→ Aim of the task
Count the lines below that contain the string "blue", matching case exactly, and reply with only the number.

→ Records supplied
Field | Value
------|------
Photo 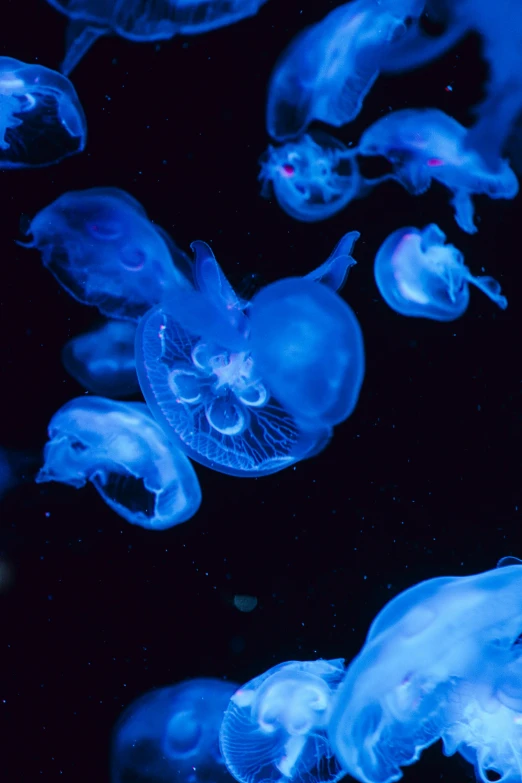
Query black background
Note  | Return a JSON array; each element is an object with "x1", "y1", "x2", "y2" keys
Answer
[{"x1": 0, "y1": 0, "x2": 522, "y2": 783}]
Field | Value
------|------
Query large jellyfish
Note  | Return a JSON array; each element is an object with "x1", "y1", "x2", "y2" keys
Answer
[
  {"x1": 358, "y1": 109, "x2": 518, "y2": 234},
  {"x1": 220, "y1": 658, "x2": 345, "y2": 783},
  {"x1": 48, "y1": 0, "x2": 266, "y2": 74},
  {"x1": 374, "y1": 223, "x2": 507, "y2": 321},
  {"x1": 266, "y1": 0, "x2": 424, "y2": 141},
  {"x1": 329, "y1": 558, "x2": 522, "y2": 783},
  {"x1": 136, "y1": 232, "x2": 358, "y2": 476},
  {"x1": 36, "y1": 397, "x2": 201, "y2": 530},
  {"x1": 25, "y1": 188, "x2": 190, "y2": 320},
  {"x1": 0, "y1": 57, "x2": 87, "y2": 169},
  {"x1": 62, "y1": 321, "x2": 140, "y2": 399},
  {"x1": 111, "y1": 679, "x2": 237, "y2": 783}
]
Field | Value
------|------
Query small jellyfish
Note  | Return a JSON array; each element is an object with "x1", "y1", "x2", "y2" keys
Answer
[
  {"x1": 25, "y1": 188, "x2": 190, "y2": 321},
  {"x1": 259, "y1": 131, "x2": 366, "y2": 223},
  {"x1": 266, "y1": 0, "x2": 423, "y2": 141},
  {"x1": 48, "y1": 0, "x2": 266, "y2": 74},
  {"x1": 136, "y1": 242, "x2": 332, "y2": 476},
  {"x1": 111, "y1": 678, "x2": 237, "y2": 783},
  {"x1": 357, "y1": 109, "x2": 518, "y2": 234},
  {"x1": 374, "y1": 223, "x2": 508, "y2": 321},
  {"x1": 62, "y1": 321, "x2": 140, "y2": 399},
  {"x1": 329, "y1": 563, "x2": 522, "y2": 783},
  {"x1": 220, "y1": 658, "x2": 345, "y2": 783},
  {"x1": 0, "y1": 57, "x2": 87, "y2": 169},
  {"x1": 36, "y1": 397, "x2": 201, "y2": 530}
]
--
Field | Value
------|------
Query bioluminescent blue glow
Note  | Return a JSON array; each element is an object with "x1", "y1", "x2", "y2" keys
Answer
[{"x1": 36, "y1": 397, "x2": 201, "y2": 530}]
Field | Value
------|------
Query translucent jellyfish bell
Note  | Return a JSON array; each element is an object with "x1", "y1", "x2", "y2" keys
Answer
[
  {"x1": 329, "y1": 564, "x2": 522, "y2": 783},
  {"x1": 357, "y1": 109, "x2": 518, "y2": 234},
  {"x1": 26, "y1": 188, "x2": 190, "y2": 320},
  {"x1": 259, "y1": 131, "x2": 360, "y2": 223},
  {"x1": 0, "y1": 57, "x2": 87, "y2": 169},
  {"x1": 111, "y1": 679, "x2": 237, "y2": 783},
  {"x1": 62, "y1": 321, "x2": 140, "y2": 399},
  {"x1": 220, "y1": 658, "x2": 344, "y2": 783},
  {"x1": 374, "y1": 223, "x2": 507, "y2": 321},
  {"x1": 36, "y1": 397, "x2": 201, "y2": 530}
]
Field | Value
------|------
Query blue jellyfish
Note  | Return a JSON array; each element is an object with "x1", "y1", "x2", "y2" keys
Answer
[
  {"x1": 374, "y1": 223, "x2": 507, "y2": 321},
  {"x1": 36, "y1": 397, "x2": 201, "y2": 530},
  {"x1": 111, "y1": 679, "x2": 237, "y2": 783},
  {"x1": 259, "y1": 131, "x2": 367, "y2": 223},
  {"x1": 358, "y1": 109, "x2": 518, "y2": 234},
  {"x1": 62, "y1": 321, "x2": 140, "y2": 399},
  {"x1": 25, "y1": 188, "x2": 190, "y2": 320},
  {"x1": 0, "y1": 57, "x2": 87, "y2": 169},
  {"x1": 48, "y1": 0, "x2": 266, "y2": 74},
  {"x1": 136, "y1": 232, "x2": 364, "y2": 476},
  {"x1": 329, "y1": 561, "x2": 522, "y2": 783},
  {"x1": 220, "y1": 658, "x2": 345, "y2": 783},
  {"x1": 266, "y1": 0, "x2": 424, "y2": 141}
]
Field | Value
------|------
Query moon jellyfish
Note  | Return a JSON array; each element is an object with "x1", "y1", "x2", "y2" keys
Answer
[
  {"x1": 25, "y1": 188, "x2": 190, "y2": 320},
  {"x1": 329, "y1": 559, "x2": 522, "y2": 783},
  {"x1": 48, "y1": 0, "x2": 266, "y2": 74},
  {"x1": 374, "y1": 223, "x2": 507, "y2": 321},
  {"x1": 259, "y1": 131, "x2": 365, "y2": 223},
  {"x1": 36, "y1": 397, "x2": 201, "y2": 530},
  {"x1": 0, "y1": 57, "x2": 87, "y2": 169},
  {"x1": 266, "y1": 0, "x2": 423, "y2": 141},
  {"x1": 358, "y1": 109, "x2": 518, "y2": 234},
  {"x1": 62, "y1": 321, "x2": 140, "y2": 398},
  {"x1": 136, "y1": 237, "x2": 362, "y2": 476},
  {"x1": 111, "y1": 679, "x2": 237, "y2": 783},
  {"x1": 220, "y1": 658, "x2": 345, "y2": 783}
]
---
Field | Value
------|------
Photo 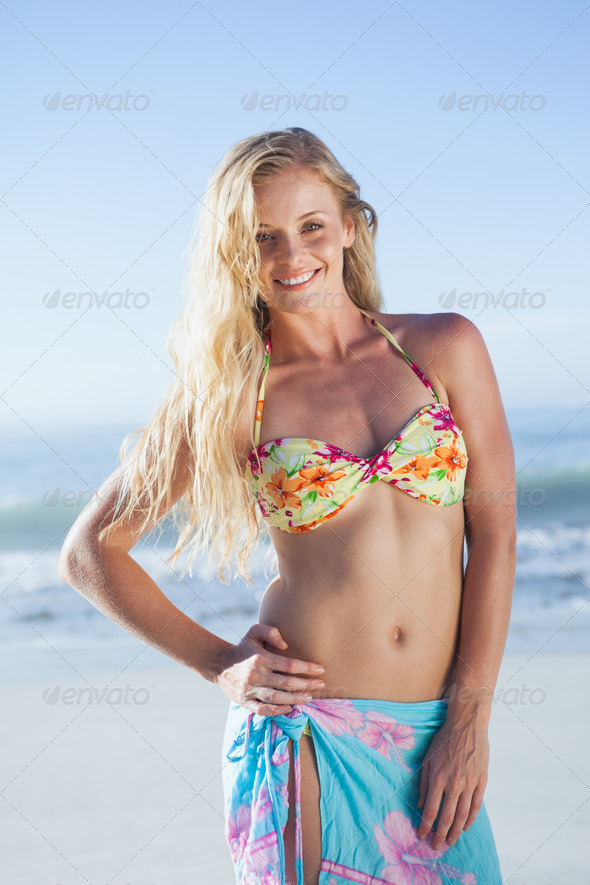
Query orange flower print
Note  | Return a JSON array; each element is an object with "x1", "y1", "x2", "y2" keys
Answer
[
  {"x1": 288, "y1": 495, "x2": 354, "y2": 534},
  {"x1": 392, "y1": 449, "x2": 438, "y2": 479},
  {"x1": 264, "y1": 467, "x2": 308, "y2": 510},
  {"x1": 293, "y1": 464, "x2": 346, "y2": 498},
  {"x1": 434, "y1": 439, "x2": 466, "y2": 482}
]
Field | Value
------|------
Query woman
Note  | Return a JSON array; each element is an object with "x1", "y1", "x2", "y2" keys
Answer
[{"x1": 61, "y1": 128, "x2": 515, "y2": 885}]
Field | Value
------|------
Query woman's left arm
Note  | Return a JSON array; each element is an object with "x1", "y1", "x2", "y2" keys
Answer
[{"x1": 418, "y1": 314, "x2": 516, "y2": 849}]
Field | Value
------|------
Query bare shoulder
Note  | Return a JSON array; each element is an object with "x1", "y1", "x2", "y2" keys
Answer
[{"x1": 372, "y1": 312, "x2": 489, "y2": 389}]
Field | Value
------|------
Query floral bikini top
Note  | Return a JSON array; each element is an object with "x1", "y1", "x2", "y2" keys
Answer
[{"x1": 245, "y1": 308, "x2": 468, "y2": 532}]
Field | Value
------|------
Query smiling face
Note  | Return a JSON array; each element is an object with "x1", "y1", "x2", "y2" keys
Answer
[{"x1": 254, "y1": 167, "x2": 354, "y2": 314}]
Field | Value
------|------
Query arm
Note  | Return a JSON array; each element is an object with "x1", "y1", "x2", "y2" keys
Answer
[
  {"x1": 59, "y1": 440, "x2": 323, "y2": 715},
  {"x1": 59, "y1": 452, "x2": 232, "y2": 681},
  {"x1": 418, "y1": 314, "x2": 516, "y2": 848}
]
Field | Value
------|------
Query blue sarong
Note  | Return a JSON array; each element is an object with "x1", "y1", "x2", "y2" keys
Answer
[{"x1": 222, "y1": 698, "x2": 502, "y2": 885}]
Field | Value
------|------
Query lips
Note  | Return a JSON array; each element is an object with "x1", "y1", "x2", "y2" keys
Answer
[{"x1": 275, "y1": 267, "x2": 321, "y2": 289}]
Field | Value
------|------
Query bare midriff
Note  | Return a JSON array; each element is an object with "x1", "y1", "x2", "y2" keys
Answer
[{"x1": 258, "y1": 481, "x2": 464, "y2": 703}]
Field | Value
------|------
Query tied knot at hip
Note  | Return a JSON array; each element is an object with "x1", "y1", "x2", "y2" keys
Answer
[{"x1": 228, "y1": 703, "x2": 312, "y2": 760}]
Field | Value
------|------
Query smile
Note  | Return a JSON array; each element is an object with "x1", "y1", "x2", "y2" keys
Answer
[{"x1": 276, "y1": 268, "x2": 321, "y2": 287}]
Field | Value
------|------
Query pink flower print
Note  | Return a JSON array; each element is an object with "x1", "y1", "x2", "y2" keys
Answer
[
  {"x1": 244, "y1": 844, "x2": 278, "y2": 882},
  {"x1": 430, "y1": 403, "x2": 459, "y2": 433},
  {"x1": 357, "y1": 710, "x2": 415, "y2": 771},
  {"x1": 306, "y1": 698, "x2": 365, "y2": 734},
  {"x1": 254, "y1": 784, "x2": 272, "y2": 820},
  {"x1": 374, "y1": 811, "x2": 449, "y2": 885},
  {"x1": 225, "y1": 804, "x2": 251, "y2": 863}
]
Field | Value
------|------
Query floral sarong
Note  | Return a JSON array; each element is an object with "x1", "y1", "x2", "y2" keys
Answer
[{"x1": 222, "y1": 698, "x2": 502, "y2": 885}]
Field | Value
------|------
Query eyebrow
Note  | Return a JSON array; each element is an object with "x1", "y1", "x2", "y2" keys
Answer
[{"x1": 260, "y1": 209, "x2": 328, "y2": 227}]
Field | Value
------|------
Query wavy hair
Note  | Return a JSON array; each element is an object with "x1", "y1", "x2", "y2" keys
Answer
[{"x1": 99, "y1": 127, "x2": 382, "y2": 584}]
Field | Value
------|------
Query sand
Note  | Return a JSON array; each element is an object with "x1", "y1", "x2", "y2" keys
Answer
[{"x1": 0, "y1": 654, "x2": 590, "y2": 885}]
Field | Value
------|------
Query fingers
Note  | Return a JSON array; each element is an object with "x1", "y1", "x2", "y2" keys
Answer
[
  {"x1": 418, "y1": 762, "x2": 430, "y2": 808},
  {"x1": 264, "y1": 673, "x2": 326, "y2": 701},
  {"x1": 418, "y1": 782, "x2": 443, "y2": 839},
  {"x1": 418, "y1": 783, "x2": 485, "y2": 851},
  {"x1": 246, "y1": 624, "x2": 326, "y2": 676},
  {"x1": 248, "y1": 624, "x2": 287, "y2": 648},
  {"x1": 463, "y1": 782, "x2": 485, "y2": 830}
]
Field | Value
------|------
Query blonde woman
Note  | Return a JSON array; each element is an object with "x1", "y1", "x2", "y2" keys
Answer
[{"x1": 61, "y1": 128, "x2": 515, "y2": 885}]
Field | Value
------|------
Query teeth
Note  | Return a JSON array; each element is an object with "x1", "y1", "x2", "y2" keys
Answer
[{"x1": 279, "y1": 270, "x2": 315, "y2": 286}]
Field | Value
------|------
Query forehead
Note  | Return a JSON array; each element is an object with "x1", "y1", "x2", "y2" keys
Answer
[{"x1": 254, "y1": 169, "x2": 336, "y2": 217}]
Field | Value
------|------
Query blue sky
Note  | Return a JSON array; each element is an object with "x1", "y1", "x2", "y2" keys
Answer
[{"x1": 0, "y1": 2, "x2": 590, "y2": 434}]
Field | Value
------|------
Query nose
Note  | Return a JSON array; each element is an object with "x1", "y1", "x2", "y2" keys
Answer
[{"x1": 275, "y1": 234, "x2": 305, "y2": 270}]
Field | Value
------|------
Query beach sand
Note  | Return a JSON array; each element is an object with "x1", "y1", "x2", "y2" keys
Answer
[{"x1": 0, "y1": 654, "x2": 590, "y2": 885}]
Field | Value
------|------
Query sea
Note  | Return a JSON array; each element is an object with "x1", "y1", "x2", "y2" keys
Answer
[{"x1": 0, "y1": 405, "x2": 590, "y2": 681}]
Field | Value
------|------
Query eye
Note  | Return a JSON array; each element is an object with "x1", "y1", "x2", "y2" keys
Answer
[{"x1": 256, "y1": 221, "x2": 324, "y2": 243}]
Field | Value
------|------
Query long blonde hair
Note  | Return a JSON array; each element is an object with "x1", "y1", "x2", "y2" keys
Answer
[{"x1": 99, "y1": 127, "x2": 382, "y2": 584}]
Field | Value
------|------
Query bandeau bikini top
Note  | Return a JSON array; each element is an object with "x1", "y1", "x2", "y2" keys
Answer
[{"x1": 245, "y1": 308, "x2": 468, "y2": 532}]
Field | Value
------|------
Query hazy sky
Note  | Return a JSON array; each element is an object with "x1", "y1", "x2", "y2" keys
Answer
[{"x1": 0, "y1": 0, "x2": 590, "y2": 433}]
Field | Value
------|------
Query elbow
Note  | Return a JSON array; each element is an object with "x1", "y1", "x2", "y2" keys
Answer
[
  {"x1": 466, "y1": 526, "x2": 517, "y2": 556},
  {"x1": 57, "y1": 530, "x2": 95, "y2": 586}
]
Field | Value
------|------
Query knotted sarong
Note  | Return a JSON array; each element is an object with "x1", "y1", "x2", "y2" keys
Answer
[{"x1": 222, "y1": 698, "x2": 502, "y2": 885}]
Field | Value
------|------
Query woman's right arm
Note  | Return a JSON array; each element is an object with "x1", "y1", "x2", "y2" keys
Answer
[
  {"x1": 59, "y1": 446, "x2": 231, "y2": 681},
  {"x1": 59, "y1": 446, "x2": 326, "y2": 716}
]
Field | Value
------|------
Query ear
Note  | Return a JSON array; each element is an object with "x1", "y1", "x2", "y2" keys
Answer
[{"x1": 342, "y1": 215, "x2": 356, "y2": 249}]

→ Solution below
4